Kepala IDF Lengser, Kecam Pemimpin Israel Gagal Kendalikan Kebrutalan: Ini Bukan Jalan Taurat - Halaman all - Serambinews

SERAMBINEWS.COM - Kepala Pasukan Pertahanan Israel (IDF) Tepi Barat yang akan segera lengser, mengecam para pemimpin Israel karena gagal mengendalikan kebrutalan dan kekerasan terhadap warga Palestina.
Kepala Komando Pusat IDF yang akan lengser, Mayjen Yehuda Fox mengecam para pemimpin pemukim karena gagal mengekang kekerasan dan serangan terhadap warga Palestina di Tepi Barat dalam beberapa bulan terakhir.
Menurutnya, beberapa warga Israel telah mengadopsi cara musuh dengan melakukan kekerasan terhadap masyarakat Palestina di Tepi Barat.
Pernyataan itu disampaikan saat upacara serah terima kendali Komando Pusat kepada Mayjen Avi Bluth di markas besar IDF, Yerusalem, Senin (8/7/2024).
Dia mengatakan, meskipun sebagian besar pemukim Israel di Tepi Barat adalah warga negara yang bermoral dan taat hukum, dalam beberapa bulan terakhir kejahatan nasionalis muncul di bawah naungan perang.
"Kejahatan ini menimbulkan kekacauan dan ketakutan pada penduduk Palestina yang tidak menimbulkan ancaman apa pun," kata Fox dilansir dari Times of Israel, Selasa siang.
"Sayangnya, para pemimpin (pemukim) setempat, dan sebagian besar pemimpin agama, tidak melihat ancaman itu seperti kami," sambungnya.
Baca juga: Anggota Parlemen Senior Israel Keceplosan soal Pemerintahan Negaranya Tidak akan Berumur Panjang
Baca juga: Bikin IDF Deg-degan, Objek Mencurigakan Lewat Menuju Langit Israel
Mereka menurutnya, terhalang dan tidak menemukan kekuatan untuk menentangnya secara terbuka.

BAHAN –
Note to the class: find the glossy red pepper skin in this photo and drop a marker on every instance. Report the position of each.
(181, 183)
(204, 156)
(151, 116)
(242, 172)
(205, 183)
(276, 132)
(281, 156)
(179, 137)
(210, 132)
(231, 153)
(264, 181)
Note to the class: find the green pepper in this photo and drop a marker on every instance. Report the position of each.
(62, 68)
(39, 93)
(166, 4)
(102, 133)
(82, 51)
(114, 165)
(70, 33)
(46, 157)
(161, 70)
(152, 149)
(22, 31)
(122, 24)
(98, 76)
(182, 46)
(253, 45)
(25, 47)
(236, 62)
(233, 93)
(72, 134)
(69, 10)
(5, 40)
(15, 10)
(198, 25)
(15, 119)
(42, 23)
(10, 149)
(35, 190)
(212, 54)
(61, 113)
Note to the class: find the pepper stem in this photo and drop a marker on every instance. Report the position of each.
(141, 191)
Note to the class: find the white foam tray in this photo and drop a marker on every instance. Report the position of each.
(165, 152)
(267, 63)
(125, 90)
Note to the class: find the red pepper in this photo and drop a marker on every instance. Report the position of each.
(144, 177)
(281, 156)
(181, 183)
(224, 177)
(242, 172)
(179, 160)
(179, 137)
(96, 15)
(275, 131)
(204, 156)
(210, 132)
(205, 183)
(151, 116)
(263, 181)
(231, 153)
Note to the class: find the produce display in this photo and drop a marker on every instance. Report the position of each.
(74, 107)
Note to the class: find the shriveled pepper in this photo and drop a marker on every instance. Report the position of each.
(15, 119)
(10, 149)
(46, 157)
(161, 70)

PETUNJUK PENGERJAAN –
a - Tulis ulang dengan persis bagian dari bacaan tentang kecaman Mayjen Yehuda Fox, mulai dari "SERAMBINEWS.COM - Kepala" sampai dengan "di Tepi Barat.".
b - Jawablah pertanyaan berikut berdasarkan bacaan tentang kecaman Mayjen Yehuda Fox.
(i) Kepada siapa kendali Komando Pusat diserahkan?
(ii) Di mana upacara serah terima itu berlangsung?
(iii) Dari media apa pernyataan Fox dilansir?

KUNCI JAWABAN –
a -
SERAMBINEWS.COM - Kepala Pasukan Pertahanan Israel (IDF) Tepi Barat yang akan segera lengser, mengecam para pemimpin Israel karena gagal mengendalikan kebrutalan dan kekerasan terhadap warga Palestina.
Kepala Komando Pusat IDF yang akan lengser, Mayjen Yehuda Fox mengecam para pemimpin pemukim karena gagal mengekang kekerasan dan serangan terhadap warga Palestina di Tepi Barat dalam beberapa bulan terakhir.
Menurutnya, beberapa warga Israel telah mengadopsi cara musuh dengan melakukan kekerasan terhadap masyarakat Palestina di Tepi Barat.

b -
(i) Mayjen Avi Bluth
(ii) Di markas besar IDF, Yerusalem
(iii) Times of Israel